→ **To do**
According to the drug importation proposal, what would a manufacturer need to demonstrate to import a foreign version of an FDA-approved drug under Pathway 2?

[Reading text]

What’s New/Significant

The U.S. Department of Health and Human Services (HHS) and the Food and Drug Administration (FDA) published a joint proposal, the Safe Importation Action Plan, to allow the safe importation of certain drugs originally intended for foreign markets.


The Proposal is intended to support lower drug prices by removing importation barriers.


The Proposal provides two pathways for importing drug products:
Pathway 1: States, wholesalers or pharmacists would submit demonstration plans outlining how they would import Health-Canada approved drugs that are in compliance with Section 505 of the FD&C Act. They would be required to certify that the importation of Canadian drugs poses no additional risk to the U.S. public health or safety and would result in significant cost reductions for covered products.   

This pathway restricts the types of drugs that may be imported from Canada, as the drugs must already be approved by FDA and must be made with active pharmaceutical ingredients (API) manufactured at facilities that also produce API for FDA-approved versions of the drugs. In addition, the imported drugs cannot be controlled substances, biological products, infused drugs, intravenously injected drugs, drugs inhaled during surgery, certain parenteral drugs, or any drugs subject to an FDA-mandated risk evaluation and mitigation strategy (REMS). 

This pathway is subject to federal rulemaking, and HHS and FDA will first need to publish a Notice of Proposed Rulemaking to authorize importation from Canada under Sections 804(b)-(h) of the Food, Drug, and Cosmetic Act (FDCA) (21 U.S.C. § 384(b)-(h)).  The Notice of Proposed Rulemaking will seek comments on how states, wholesalers, and pharmacists will be able to demonstrate that the drug importation programs will result in significant cost reductions for the covered drug product.  

Pathway 2: Manufacturers would be able to import into the U.S. similar versions of FDA-approved drugs that they sell in foreign countries. The manufacturer will need to demonstrate that the foreign version of the drug is identical to the version sold in the U.S., and will be permitted to label the foreign version for sale in the U.S. under a different NDC number. 

The Proposal suggests that FDA would authorize manufacturers to utilize this importation pathway through Section 801(d) of the FDCA (21 U.S.C. § 381(d)) and subject to additional guidance from the agency.

Public Comments

The Proposal indicates that HHS may seek comments on whether manufacturers would seek to lower costs under Pathway 2, what additional elements might be important to include, and whether this pathway could more effectively be implemented by using authority under section 804. If HHS believes that costs can be lowered significantly through this pathway, there may be reduced need for the demonstration projects outlined in Pathway 1.

[/Reading text]
[Provided records]

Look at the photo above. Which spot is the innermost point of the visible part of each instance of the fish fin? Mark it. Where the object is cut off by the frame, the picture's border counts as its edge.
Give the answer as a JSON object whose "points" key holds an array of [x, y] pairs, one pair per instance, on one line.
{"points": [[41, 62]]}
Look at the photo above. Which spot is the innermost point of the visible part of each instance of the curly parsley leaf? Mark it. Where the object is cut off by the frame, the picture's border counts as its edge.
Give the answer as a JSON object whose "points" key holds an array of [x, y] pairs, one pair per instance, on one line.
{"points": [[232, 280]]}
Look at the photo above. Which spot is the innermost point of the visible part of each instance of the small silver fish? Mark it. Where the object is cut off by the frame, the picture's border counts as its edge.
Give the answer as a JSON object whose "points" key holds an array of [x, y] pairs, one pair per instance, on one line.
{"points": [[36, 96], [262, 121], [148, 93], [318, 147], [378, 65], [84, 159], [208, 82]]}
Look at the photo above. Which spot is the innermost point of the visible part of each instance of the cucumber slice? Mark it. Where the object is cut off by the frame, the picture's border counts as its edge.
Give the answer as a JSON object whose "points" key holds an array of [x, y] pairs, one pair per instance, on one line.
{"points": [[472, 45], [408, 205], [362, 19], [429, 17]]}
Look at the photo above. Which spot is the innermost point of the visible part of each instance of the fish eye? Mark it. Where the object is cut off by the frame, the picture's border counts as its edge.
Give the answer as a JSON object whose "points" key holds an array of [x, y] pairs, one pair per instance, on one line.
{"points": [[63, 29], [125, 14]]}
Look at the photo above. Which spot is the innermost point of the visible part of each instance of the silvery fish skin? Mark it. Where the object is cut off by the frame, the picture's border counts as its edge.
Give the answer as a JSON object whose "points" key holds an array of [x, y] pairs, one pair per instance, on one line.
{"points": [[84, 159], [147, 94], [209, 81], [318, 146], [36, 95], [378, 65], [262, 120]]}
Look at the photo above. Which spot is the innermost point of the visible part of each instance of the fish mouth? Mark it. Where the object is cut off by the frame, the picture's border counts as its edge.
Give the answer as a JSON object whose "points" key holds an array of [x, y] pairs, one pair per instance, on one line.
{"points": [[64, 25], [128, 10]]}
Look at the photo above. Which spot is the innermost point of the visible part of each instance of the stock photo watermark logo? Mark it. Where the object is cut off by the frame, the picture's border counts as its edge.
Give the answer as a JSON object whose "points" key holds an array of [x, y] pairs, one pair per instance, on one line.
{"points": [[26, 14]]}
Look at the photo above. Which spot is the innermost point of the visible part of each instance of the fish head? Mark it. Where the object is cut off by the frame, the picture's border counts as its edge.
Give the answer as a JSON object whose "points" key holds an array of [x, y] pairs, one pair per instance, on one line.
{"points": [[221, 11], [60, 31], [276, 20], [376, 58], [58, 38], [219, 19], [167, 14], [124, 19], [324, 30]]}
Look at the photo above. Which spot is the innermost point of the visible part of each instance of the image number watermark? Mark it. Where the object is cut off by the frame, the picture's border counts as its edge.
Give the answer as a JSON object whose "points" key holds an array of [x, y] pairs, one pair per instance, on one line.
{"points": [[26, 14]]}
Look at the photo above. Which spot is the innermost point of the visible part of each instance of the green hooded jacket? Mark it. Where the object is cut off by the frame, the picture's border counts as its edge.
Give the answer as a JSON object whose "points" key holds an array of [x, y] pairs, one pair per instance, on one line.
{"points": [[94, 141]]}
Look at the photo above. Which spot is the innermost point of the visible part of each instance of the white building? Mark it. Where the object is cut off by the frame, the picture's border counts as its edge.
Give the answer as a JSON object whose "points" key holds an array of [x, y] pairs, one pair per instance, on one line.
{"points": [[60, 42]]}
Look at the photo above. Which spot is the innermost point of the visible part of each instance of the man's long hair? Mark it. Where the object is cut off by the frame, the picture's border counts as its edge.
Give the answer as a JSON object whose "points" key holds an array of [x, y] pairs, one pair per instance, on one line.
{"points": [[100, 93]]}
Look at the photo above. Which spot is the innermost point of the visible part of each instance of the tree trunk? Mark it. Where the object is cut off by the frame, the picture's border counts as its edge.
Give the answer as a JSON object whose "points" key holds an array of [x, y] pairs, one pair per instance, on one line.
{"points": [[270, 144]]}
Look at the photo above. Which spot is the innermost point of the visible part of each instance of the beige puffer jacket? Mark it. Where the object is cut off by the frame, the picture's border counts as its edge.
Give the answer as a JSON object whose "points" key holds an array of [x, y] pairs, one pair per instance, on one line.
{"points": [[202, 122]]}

[/Provided records]

→ **Expected answer**
That the foreign version of the drug is identical to the version sold in the U.S.